Which lines in the data below contain the word "above"? Pull each of them out.

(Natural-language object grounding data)
((
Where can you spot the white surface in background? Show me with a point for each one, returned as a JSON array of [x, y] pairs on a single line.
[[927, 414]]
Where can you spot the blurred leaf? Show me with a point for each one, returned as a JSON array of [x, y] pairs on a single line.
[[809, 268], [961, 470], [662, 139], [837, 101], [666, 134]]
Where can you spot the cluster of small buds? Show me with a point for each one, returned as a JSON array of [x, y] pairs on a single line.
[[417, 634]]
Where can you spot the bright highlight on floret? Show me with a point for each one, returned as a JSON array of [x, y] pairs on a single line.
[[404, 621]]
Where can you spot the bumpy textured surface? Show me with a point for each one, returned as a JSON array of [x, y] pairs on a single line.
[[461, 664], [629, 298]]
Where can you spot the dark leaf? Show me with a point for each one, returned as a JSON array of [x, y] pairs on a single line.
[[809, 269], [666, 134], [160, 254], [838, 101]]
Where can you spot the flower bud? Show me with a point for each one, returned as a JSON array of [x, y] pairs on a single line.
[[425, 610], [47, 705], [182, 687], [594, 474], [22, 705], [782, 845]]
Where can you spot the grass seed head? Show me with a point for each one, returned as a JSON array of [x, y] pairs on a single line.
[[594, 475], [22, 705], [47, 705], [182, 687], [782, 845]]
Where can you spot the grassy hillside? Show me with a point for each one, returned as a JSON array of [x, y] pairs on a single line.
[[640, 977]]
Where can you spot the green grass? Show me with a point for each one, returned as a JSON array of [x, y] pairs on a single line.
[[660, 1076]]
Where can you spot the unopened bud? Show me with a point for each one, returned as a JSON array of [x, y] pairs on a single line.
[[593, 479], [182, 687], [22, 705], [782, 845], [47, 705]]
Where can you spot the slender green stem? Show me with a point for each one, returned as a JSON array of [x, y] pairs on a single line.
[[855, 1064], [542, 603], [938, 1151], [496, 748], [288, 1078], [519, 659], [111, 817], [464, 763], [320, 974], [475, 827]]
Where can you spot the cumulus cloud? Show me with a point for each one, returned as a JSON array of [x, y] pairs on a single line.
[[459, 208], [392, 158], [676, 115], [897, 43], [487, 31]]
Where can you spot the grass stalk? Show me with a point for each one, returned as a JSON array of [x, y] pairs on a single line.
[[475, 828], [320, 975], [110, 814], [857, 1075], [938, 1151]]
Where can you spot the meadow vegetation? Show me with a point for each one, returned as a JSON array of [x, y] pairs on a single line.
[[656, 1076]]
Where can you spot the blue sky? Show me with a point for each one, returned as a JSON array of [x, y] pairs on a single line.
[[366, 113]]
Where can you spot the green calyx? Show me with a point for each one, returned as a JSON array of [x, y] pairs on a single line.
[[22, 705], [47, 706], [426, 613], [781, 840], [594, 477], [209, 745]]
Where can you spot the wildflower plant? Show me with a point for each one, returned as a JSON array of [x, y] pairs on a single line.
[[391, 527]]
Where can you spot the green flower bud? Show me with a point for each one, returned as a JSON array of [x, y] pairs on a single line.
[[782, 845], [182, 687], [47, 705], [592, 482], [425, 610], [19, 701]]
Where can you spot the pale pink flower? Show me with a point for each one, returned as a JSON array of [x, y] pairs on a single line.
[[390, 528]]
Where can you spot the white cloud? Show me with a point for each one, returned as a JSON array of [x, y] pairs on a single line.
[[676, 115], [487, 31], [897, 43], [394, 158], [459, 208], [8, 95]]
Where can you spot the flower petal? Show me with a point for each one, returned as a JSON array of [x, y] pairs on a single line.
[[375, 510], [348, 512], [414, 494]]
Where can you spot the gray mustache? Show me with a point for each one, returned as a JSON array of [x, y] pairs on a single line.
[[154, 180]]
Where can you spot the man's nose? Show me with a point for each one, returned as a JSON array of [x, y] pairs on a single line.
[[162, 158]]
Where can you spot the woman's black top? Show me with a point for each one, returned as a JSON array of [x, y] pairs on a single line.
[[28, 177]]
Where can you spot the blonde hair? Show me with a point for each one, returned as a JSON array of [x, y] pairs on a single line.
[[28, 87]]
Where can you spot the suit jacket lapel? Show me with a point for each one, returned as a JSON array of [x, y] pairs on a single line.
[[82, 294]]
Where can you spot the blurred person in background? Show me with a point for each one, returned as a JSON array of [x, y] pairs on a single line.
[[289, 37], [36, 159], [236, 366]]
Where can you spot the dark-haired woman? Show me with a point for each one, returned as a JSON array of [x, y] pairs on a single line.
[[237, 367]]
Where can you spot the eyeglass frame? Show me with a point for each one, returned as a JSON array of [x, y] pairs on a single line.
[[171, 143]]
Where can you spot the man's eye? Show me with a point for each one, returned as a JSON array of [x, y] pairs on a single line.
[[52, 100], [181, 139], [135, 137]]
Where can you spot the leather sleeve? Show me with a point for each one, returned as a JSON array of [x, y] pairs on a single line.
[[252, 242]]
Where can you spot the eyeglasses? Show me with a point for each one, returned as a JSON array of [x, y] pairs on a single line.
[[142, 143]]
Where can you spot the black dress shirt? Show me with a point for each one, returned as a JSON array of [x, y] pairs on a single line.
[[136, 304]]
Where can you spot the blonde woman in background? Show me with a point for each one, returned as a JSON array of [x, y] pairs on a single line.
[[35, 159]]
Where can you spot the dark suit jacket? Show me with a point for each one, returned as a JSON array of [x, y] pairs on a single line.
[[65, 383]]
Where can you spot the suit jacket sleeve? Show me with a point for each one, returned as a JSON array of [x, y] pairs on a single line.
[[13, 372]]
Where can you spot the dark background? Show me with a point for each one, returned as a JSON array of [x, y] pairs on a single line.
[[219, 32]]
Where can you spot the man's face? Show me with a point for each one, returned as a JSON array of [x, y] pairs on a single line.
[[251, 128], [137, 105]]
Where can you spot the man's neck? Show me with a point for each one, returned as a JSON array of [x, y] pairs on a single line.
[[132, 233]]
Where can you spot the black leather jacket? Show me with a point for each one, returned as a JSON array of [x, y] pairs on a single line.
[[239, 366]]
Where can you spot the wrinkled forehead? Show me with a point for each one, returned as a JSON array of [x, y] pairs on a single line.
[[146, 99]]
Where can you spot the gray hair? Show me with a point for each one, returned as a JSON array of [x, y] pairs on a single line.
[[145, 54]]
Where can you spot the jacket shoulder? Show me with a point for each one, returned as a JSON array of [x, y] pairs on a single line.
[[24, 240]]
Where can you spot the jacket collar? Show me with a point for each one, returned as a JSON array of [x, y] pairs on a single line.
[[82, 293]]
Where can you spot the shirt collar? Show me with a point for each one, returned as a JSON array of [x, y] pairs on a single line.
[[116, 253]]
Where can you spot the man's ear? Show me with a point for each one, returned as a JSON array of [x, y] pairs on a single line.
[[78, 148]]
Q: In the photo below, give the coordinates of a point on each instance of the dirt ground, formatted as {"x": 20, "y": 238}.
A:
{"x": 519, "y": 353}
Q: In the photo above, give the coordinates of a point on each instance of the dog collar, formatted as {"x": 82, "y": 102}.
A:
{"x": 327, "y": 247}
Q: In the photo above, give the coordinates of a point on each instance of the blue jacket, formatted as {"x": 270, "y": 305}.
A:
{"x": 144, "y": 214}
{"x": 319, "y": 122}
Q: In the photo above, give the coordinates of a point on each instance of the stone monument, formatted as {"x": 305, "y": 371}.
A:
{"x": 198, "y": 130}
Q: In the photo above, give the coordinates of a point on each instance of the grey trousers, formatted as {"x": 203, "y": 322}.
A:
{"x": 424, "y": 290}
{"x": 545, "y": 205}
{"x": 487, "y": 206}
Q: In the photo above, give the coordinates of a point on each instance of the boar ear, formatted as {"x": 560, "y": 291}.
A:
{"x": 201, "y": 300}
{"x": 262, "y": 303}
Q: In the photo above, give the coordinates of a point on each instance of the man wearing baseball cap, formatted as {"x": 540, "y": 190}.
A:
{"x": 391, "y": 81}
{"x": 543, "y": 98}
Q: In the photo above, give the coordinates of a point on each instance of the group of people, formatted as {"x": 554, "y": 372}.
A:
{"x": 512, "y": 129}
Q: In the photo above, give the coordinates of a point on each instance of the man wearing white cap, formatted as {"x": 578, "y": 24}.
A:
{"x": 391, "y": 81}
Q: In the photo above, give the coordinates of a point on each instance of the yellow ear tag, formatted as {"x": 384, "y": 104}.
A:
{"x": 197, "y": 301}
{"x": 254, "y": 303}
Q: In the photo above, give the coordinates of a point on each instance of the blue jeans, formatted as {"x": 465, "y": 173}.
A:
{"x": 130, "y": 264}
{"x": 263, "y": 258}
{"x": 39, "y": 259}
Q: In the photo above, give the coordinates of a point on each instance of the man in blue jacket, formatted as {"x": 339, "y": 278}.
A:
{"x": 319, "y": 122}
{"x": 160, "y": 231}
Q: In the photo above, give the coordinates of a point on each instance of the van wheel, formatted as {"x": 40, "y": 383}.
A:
))
▶ _Problem solution_
Q: In the photo above, give the coordinates of a point on each instance of the dog collar, formatted as {"x": 82, "y": 102}.
Q: In the photo above, give the coordinates of a point on each instance of the blue jacket, formatted as {"x": 270, "y": 305}.
Q: In the photo above, give the coordinates of a point on each instance of the stone monument, formatted as {"x": 305, "y": 371}.
Q: In the photo above, give the coordinates of a point on each instance of the grey trousers, formatted as {"x": 203, "y": 322}.
Q: In the photo above, give the coordinates of a point on each instance of the boar ear, formatted as {"x": 560, "y": 291}.
Q: In the photo above, give the coordinates of a point on each instance of the man wearing baseball cap, formatted as {"x": 540, "y": 190}.
Q: In the photo above, give the coordinates of a point on each instance of the group of people, formatted as {"x": 554, "y": 372}.
Q: In the photo above, give the coordinates of a point on each instance of the man wearing white cap, formatted as {"x": 578, "y": 24}.
Q: In the photo above, give the coordinates of a point on each instance of the yellow ear tag, formatted as {"x": 384, "y": 104}.
Q: In the photo above, give the coordinates of a point on each instance of the blue jeans, formatted as {"x": 465, "y": 173}.
Q: In the photo above, give the coordinates of a point on each instance of the man in blue jacket, formatted as {"x": 339, "y": 278}.
Q: In the photo above, give the coordinates of a point on each instance of the van wheel, formatted as {"x": 40, "y": 383}.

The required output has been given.